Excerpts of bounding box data
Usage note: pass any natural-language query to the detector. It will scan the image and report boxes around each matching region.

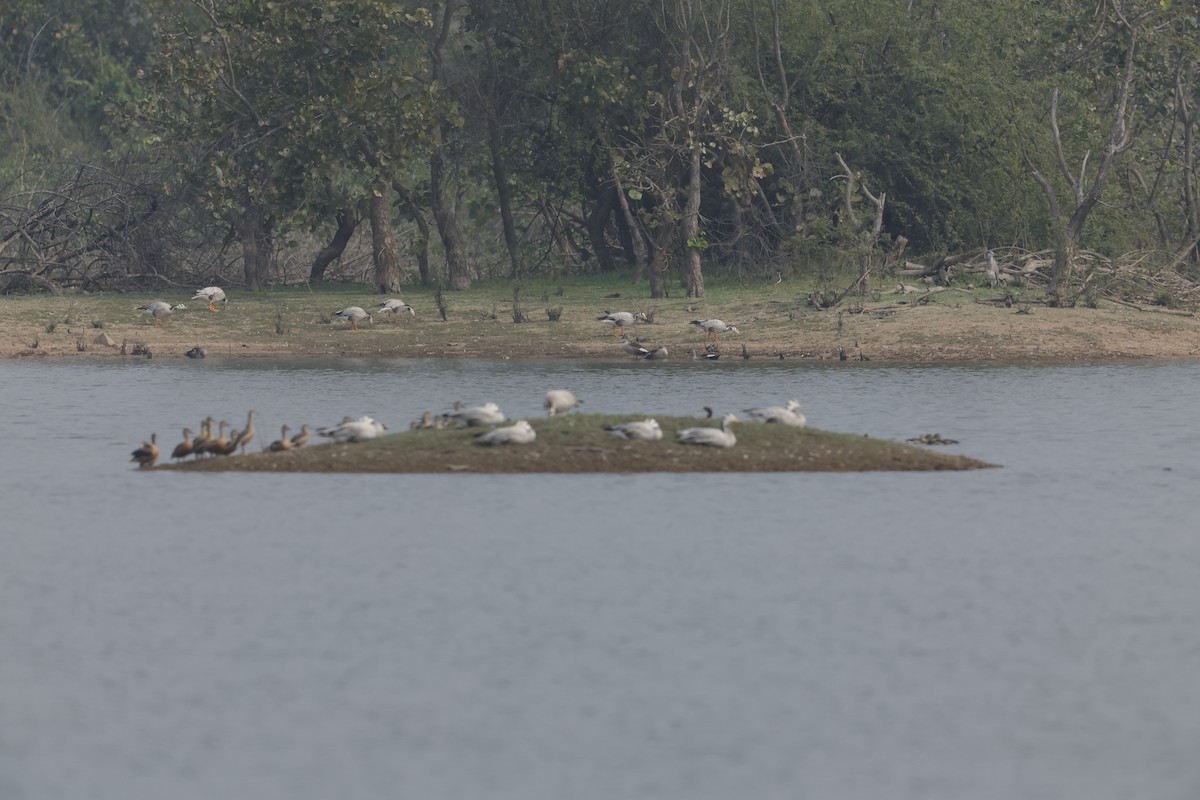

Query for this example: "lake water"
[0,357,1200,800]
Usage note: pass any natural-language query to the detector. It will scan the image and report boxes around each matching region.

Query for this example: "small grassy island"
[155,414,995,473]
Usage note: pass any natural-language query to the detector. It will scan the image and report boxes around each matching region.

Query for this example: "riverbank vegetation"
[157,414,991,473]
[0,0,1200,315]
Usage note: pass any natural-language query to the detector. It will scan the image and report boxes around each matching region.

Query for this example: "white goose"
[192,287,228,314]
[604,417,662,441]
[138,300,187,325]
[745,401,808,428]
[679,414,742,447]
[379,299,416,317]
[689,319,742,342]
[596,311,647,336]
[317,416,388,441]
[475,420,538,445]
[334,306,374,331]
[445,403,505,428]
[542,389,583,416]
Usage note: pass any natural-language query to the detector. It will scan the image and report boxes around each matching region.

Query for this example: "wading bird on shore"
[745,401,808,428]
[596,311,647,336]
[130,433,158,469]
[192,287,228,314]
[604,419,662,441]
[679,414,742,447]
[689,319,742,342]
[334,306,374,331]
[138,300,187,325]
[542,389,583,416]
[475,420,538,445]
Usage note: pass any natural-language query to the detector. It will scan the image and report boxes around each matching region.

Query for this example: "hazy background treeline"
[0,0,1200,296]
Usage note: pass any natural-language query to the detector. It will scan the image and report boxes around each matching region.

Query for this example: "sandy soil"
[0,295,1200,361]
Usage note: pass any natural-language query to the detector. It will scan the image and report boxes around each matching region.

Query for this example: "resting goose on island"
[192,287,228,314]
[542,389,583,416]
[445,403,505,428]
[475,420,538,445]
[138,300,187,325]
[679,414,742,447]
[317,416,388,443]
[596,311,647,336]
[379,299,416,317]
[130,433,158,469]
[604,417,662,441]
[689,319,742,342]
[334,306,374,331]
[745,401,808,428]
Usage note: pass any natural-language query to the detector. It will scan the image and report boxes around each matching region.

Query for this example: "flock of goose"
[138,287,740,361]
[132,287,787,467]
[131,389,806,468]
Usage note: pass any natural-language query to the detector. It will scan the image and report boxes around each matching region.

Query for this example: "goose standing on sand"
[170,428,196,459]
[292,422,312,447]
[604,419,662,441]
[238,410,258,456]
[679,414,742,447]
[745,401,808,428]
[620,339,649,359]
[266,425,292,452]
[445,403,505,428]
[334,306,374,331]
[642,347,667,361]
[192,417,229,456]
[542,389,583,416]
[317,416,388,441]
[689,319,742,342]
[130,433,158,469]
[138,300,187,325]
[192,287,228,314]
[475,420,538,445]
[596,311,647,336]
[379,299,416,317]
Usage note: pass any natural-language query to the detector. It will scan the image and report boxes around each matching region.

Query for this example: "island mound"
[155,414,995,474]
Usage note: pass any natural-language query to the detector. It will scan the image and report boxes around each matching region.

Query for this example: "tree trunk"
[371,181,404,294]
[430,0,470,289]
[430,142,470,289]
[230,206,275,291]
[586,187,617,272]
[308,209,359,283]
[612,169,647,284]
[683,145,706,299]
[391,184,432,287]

* [REQUEST]
Reproduce every line of the material from its start through the line containing "[0,0,1200,315]", keeping the other text as it is and scaling each bounding-box coordinate by 2.2, rounded to the nearest whole number with halves rounded up. Leave out the pictures.

* [OUTPUT OF THE TASK]
Usage note: pass any natural-language query to the detector. It will scan the image and report boxes around each matching region.


Query for this example: "lake water"
[0,785,2640,1760]
Usage note: pass any natural-language query to the detector. It will scan the image and report boxes around each matching region.

Query for this example: "small grassy island"
[341,911,2189,1041]
Usage note: pass any natural-language query to the detector. It will scan the image and report boxes around each matching region.

Query for this example: "riverbank vegetation"
[345,911,2180,1041]
[0,0,2640,693]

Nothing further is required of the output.